_Provided passage_.
..........

Secular Prophets

Michael Metzger

When we ignore prophets in the faith community, do secular prophets fill the gap?

There’s a great body of literature on “secular prophets”—perceptive people who presciently see the way things are headed. Winston Churchill fits this category. He warned of the rising menace of Nazism while most of the faith community slept.

Elizabeth Kolbert also fits the definition of a secular prophet, at least in my opinion. Her 2014 Pulitzer prize-winning book, The Sixth Extinction, examines how we’ve devastated the natural world. Kolbert’s a prophet, a secular one at that. In a recent interview, she was asked, “Are you religious?” No, she replied.

I feel Kolbert’s new book is also prophetic. Under a White Sky examines whether we can remedy global warming with ingenious technological fixes—or make things worse. So far, the prospects don’t look particularly good, which explains the book’s title.

..........

_Exercise instructions_. Can you pick up the piece on secular prophets after its last sentence and keep it going?

..........

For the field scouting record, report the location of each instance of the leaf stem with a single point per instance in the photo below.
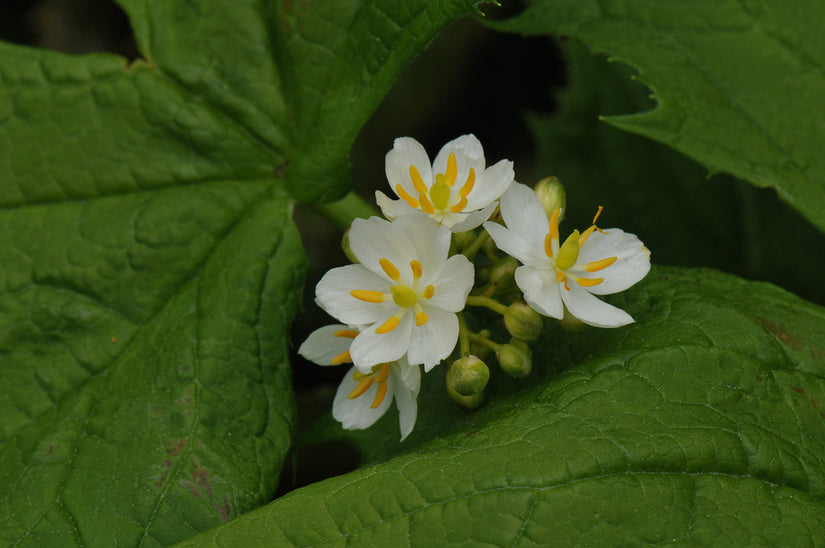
(346, 210)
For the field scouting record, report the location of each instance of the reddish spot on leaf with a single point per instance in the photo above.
(224, 509)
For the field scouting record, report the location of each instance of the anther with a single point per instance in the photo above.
(367, 296)
(344, 357)
(388, 325)
(361, 387)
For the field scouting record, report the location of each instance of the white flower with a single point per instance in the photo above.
(404, 294)
(456, 191)
(595, 262)
(363, 398)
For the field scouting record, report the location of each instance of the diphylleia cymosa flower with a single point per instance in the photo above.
(405, 292)
(363, 398)
(553, 275)
(456, 190)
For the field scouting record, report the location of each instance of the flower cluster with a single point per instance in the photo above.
(400, 304)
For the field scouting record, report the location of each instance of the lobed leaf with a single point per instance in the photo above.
(700, 424)
(150, 266)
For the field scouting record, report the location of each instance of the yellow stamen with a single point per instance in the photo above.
(389, 269)
(341, 358)
(388, 325)
(554, 225)
(416, 268)
(426, 206)
(452, 170)
(468, 185)
(548, 245)
(568, 252)
(406, 197)
(361, 387)
(380, 394)
(368, 296)
(562, 277)
(595, 266)
(383, 372)
(459, 207)
(403, 296)
(440, 193)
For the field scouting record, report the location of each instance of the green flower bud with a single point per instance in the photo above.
(468, 376)
(501, 274)
(466, 402)
(347, 250)
(551, 194)
(515, 358)
(523, 322)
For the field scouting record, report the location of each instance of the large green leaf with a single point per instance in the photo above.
(644, 186)
(737, 83)
(701, 423)
(149, 264)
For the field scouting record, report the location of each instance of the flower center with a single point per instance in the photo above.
(379, 375)
(439, 197)
(403, 295)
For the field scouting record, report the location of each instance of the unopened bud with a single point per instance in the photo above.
(347, 249)
(466, 402)
(515, 358)
(468, 376)
(501, 274)
(482, 351)
(523, 322)
(551, 194)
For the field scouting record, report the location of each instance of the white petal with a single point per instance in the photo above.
(322, 345)
(394, 208)
(370, 348)
(374, 239)
(357, 413)
(468, 154)
(452, 283)
(407, 152)
(333, 292)
(513, 243)
(430, 240)
(591, 310)
(405, 381)
(541, 291)
(435, 340)
(472, 220)
(491, 184)
(632, 260)
(524, 215)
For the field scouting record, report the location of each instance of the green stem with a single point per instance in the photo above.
(487, 302)
(494, 346)
(346, 210)
(473, 248)
(463, 336)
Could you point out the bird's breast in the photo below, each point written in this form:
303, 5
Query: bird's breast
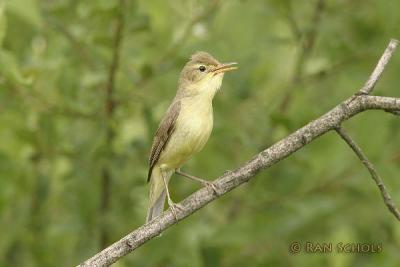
192, 130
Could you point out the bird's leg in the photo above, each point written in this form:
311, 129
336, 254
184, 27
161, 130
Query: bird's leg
206, 183
173, 206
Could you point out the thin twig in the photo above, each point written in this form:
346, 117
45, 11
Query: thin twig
374, 174
230, 180
370, 84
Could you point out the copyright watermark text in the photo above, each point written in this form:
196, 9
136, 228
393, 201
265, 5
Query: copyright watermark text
340, 247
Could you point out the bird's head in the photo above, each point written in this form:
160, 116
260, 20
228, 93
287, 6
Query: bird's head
202, 75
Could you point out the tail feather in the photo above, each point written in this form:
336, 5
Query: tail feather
158, 207
157, 192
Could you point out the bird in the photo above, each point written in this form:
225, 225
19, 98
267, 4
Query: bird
184, 129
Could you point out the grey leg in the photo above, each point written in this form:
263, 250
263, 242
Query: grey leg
173, 206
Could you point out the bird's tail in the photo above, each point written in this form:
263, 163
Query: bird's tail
157, 193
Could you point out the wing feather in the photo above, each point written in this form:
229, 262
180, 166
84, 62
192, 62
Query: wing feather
163, 134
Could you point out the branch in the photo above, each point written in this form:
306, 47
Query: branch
374, 174
230, 180
109, 113
376, 74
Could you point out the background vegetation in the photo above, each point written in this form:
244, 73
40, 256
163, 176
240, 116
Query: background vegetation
76, 127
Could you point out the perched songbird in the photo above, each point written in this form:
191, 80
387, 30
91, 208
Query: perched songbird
185, 128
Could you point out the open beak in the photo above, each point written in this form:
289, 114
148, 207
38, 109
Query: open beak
224, 68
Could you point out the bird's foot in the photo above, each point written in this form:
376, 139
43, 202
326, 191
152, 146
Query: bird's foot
174, 207
213, 186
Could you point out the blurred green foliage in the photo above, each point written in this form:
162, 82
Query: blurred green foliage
297, 60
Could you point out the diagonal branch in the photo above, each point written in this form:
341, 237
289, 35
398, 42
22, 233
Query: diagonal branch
374, 174
229, 181
380, 67
109, 107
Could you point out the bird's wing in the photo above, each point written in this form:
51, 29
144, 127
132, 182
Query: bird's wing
163, 134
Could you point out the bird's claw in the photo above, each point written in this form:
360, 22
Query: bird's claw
213, 186
174, 207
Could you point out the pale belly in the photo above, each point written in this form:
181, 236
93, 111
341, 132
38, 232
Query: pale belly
193, 128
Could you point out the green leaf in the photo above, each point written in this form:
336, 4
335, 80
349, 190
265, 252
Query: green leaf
9, 69
26, 10
3, 23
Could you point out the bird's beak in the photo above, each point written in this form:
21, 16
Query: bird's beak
224, 68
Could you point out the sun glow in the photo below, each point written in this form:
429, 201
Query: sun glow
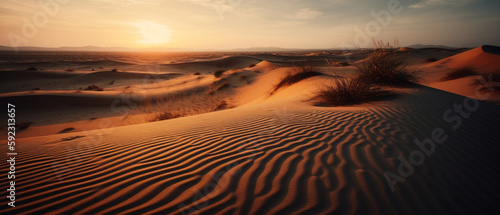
153, 33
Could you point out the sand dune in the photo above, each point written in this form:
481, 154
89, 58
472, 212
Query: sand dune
483, 59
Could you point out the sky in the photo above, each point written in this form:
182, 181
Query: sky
228, 24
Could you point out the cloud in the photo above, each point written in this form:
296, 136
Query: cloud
306, 13
427, 3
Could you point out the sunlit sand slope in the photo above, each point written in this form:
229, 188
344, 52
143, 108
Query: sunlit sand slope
278, 158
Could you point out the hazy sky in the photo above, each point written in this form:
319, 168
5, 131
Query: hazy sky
221, 24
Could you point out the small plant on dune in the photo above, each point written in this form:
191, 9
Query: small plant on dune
218, 86
300, 72
218, 73
459, 73
348, 92
385, 68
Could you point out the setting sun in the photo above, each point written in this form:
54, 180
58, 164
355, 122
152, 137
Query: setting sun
153, 33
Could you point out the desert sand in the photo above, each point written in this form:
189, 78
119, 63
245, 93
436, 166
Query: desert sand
262, 153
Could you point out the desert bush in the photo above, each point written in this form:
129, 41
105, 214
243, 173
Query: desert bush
385, 68
348, 92
431, 59
94, 87
300, 72
459, 73
218, 73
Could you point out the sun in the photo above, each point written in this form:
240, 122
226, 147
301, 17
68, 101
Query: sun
153, 33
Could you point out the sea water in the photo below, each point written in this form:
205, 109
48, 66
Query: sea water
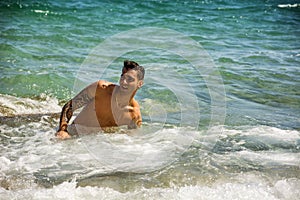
220, 102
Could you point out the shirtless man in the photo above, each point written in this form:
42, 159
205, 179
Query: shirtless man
106, 104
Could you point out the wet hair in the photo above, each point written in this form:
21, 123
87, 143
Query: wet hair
128, 65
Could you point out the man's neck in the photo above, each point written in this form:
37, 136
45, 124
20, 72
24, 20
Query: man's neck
122, 99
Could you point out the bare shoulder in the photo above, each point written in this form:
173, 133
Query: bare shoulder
104, 84
134, 103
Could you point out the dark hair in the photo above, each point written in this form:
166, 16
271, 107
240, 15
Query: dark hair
134, 66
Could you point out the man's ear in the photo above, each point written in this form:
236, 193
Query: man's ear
140, 83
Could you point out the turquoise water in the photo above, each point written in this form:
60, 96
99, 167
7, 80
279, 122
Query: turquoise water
248, 87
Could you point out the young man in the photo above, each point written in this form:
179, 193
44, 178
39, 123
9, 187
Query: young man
106, 104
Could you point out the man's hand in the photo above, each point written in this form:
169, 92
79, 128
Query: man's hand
63, 135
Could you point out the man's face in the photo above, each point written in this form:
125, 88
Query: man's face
129, 82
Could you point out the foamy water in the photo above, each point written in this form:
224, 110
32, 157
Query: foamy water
258, 162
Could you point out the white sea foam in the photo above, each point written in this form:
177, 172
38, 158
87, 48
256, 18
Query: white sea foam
30, 152
295, 5
17, 105
247, 188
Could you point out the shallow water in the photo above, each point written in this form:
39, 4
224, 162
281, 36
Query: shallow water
220, 102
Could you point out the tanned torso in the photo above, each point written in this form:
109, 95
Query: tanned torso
104, 111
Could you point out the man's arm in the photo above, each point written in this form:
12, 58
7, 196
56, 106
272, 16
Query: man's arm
80, 100
135, 115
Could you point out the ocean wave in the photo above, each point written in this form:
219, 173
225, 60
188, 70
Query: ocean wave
251, 187
295, 5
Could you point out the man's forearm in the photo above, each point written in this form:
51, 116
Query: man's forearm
65, 116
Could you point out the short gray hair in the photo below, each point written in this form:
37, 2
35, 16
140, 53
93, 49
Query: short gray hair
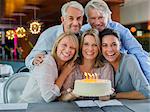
99, 5
74, 4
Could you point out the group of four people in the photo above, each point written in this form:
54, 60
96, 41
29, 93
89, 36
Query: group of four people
53, 75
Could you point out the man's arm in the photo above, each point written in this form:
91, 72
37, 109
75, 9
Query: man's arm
129, 43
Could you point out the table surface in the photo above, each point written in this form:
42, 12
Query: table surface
129, 106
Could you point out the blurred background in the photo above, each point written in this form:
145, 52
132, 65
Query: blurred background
22, 21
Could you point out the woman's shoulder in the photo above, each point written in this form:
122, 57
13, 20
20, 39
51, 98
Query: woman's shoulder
129, 57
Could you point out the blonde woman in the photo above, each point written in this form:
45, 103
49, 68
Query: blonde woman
89, 62
46, 81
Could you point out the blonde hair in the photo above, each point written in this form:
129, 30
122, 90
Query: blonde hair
63, 35
74, 4
95, 34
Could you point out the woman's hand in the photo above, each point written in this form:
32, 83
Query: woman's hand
104, 98
69, 96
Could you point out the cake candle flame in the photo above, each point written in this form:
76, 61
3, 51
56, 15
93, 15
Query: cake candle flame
90, 76
93, 75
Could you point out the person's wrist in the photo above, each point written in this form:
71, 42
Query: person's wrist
112, 96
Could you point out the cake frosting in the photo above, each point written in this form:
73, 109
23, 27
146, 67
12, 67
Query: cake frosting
93, 87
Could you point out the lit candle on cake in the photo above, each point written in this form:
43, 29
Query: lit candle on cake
86, 75
96, 76
90, 76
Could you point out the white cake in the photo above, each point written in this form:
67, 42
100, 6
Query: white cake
96, 87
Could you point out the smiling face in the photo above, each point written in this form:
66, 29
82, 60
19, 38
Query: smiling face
66, 49
90, 48
96, 19
73, 20
111, 48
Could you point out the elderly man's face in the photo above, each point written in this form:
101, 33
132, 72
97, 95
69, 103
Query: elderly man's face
73, 20
96, 19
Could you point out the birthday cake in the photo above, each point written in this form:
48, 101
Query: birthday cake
92, 87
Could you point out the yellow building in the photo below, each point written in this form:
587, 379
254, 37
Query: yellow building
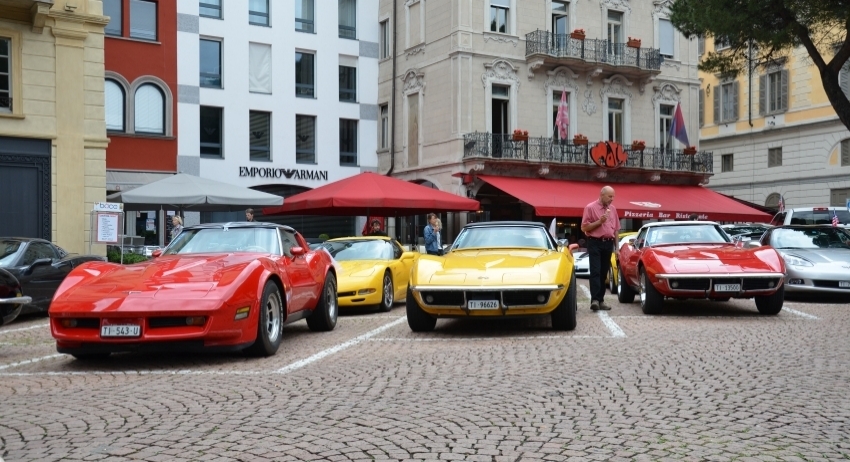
774, 133
52, 130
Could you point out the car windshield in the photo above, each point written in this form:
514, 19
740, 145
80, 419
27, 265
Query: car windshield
214, 240
686, 234
8, 252
503, 236
811, 238
359, 249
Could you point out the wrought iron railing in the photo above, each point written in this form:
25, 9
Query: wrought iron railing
591, 50
543, 149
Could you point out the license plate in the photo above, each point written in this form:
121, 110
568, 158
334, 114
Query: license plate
483, 304
120, 331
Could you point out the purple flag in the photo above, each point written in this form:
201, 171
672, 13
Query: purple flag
677, 128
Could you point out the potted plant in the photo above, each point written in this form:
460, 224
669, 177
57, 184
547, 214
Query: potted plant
520, 135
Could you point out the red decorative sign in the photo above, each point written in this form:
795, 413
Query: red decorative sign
608, 154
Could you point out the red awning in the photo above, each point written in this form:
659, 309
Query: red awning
553, 198
372, 194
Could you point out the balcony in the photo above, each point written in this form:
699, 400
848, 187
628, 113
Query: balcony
497, 147
587, 54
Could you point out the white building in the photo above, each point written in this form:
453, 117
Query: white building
280, 96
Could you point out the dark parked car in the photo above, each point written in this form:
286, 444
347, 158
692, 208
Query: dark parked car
11, 298
39, 266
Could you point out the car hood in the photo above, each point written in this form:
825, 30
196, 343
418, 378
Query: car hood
491, 267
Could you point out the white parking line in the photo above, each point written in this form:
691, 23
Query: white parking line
340, 347
800, 313
9, 331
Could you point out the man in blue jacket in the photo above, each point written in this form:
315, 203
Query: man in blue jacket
432, 237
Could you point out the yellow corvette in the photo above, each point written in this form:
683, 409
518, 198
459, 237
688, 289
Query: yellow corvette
496, 269
374, 270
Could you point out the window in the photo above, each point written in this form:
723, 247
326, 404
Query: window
560, 18
385, 39
210, 8
212, 130
150, 110
385, 126
774, 157
347, 142
666, 37
114, 105
113, 9
665, 120
348, 19
615, 120
304, 75
260, 136
348, 84
773, 92
726, 162
143, 19
726, 103
305, 16
258, 12
305, 139
500, 16
5, 75
210, 65
259, 68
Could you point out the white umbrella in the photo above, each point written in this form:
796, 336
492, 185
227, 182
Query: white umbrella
188, 192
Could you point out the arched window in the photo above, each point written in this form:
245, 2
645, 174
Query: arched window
150, 110
114, 95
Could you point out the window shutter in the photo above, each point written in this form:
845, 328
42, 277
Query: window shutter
717, 104
784, 90
735, 100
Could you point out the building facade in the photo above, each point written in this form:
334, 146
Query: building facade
276, 96
464, 75
52, 132
775, 135
140, 84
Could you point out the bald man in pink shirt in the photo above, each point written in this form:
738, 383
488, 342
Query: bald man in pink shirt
600, 224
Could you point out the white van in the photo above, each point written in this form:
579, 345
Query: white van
811, 216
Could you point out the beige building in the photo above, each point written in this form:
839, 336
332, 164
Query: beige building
52, 130
466, 73
774, 133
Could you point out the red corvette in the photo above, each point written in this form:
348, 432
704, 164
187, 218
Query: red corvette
224, 286
696, 259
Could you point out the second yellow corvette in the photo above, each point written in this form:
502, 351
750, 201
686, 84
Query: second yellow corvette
374, 270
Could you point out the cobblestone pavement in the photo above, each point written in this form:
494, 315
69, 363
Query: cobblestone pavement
703, 381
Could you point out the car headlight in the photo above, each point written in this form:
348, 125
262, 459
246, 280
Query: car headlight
794, 260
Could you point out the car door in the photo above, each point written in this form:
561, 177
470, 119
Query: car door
298, 270
41, 281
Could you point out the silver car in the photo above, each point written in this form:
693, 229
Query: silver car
817, 257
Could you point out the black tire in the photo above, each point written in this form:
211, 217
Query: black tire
625, 294
651, 301
327, 309
388, 293
417, 319
269, 323
564, 316
771, 304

..........

_Result of this exercise_.
It comes from a proposed solution for global warming: filling the atmosphere with a million tons of sulphur dioxide. This will reflect the heat of the sun back into space. But the benefits will be temporary, so annual applications are necessary. This will likely alter the spectrum of light so profoundly that the blue heavens will fade, leaving us all living under a white sky.

Sound attractive? No, but Kolbert rightly notes that most of our proposed solutions to solving the climate crisis come from a very small circle of tech people trying to solve the very problems created by tech people trying to solve problems. That’s another way of saying we’re trapped in a hall of mirrors, which is how Iain McGilchrist characterizes a society that biases the left hemisphere of the brain. He calls the right hemisphere “prophetic” for it sees the bigger picture, as does Kolbert.

For instance, she warns how we opt for solutions that don’t require changing our habits. We instead just change our technologies, as river managers in Arkansas did in the 1960s in response to Rachel Carson’s warnings about pesticides. Instead of curbing their use, they imported Asian carp to eat nitrogen-overloaded algae. Disaster followed.

The carp escaped from the treatment ponds, devastating the Mississippi river system. Each ensuing year, solutions became more and more outlandish (and expensive). Physical barriers, electrification, poisoning, bubble-and-noise deterrents, bounty fishing and, finally, an $18 billion scheme drawn up by the United States Engineering Corps.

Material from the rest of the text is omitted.